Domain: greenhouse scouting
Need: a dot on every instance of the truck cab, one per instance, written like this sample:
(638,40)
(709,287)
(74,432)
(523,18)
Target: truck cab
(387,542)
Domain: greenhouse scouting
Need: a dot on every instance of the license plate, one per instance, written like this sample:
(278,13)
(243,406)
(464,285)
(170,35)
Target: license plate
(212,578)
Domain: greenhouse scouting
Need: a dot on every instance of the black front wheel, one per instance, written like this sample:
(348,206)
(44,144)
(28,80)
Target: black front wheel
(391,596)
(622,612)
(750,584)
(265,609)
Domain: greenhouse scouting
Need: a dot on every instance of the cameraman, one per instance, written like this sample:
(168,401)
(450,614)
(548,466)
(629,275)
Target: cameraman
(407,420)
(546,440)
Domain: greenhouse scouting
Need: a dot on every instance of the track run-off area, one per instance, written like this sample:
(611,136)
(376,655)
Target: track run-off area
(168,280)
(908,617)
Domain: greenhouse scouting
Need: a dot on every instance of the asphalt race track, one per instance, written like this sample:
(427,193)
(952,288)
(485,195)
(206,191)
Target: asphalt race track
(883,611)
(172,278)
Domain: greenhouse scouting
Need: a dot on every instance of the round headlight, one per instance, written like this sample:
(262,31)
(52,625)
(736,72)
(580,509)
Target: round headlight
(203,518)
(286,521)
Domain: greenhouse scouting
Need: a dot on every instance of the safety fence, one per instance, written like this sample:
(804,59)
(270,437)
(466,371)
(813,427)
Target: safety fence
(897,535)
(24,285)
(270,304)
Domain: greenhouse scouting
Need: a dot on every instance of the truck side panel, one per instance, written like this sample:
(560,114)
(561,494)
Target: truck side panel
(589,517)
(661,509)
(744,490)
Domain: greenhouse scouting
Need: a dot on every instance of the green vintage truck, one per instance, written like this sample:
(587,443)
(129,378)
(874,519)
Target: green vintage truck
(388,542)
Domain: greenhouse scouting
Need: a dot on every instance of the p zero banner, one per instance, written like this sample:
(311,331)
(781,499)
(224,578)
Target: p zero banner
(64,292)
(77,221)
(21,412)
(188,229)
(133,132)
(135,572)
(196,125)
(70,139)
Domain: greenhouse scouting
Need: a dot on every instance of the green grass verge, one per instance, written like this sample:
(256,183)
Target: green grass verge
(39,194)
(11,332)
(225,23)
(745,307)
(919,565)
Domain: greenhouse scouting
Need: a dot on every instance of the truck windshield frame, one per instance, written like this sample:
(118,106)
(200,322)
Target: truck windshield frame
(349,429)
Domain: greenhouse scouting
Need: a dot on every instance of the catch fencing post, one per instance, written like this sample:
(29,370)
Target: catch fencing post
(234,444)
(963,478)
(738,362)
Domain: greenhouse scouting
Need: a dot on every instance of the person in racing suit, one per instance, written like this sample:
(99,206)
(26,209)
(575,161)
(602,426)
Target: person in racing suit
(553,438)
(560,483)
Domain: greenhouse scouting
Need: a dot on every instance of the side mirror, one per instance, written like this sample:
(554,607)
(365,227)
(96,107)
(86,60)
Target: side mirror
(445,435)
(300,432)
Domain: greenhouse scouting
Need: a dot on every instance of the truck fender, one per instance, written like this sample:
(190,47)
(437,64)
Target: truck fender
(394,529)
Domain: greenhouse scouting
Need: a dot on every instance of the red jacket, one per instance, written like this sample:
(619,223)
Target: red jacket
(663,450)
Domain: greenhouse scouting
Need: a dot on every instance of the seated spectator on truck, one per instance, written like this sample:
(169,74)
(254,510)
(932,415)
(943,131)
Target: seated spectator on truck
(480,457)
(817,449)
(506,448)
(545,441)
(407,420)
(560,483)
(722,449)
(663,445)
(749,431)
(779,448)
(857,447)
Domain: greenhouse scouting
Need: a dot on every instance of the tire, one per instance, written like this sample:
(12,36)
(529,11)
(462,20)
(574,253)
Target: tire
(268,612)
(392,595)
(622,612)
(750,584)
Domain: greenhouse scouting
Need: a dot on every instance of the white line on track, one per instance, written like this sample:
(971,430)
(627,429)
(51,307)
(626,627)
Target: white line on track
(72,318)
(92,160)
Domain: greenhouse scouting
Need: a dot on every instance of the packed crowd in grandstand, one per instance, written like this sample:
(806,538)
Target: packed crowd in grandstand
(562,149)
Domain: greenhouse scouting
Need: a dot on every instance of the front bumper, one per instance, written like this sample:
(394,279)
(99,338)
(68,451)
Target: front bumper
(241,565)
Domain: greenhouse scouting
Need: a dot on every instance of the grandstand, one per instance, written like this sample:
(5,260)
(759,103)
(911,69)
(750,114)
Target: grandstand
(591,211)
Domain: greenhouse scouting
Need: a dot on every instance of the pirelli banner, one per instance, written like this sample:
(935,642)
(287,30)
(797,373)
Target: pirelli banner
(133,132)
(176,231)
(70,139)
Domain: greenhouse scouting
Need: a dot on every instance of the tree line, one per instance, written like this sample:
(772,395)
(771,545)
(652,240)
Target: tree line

* Job *
Please pick out and copy every line in the entries above that contains the string "person". Case counts when matching.

* Finished answer *
Need: a dot on every instance of the person in racing suit, one per instance, written like this sample:
Target: person in racing suit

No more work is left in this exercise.